Would you repeat the entries below word for word and omit the pictures?

━━ RECORDS SHOWN ━━

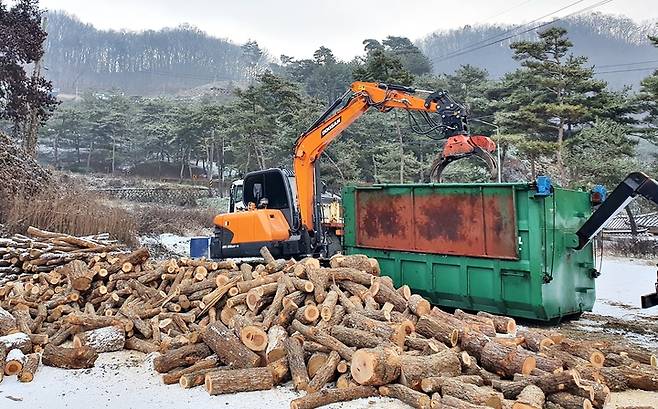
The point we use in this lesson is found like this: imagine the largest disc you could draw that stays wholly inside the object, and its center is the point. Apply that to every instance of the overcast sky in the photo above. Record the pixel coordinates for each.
(298, 27)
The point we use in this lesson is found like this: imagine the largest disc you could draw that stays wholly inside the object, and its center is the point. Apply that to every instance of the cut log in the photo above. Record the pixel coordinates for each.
(298, 371)
(550, 383)
(356, 338)
(276, 343)
(29, 368)
(80, 275)
(432, 327)
(471, 393)
(357, 261)
(3, 357)
(503, 325)
(407, 395)
(414, 368)
(506, 361)
(328, 305)
(308, 314)
(345, 381)
(137, 344)
(597, 393)
(328, 396)
(7, 322)
(23, 318)
(174, 376)
(419, 306)
(313, 334)
(14, 362)
(69, 358)
(107, 339)
(316, 360)
(375, 366)
(569, 401)
(197, 378)
(228, 346)
(279, 370)
(535, 341)
(325, 373)
(593, 355)
(183, 356)
(531, 397)
(451, 402)
(391, 332)
(239, 380)
(17, 340)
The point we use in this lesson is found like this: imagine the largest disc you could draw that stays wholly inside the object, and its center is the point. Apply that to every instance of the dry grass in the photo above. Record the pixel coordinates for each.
(639, 247)
(72, 210)
(157, 219)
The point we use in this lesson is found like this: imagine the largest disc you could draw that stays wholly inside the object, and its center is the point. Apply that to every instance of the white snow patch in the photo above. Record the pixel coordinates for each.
(174, 244)
(620, 286)
(121, 380)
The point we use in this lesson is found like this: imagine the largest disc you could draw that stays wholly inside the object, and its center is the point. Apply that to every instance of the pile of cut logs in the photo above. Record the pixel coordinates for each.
(338, 333)
(42, 251)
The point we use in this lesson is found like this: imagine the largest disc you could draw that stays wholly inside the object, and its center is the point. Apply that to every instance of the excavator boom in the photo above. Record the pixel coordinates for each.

━━━

§ **EXPECTED OUTPUT**
The point we use in this lesson is found like this: imagine the largest disc you could draw that stays wholly inside the object, and its center is the point. Apply that to every instance of the overcast sky in the photo above. Record the pixel coordinates for each.
(298, 27)
The point we use in this lesson is found like this: imagine the largest disc you could draw that stays wholly inside the object, and its center is the point. Apply that to every instance of the cut log in the photo above. Record the pixel coordinates for each.
(298, 371)
(550, 383)
(356, 338)
(276, 343)
(29, 368)
(80, 275)
(432, 327)
(471, 393)
(357, 261)
(3, 357)
(503, 325)
(407, 395)
(414, 368)
(506, 361)
(328, 305)
(308, 314)
(345, 381)
(137, 344)
(597, 393)
(328, 396)
(7, 322)
(23, 318)
(174, 376)
(419, 306)
(313, 334)
(14, 362)
(69, 358)
(107, 339)
(316, 360)
(375, 366)
(569, 401)
(197, 378)
(228, 346)
(279, 370)
(535, 341)
(325, 373)
(593, 355)
(183, 356)
(531, 397)
(451, 402)
(391, 332)
(239, 380)
(17, 340)
The point we use in this lesson is found like this: imagine the largest disc you could draw that stays wholly inside the object, and its center is the point. Apply that to every instance of the dry grass in the photo above. Record the pixel coordinates for each.
(639, 247)
(72, 210)
(157, 219)
The point we use in this lesson is found like this: imagine the largest disc you could draw that stays wholly inside the object, and its center is the point. Apply that to every instance of the white snow patch in the photo above. Record the pixel coordinates for each.
(174, 244)
(620, 286)
(121, 380)
The point we use in this lesson is found like this: imagine the largest disc you could draw that stays wholly inside the object, and its center is the point. Apply that to every instance of the pile of cut logs in the photo above. Record the pixel coordinates for each.
(338, 333)
(42, 251)
The point we use in this lesson is found like this: imagine the largest disc you could draw that stays wholly inside the object, and its center is the point. Apply that to every instance of the excavator boom in the photo above. Record the pixel coordinates for each.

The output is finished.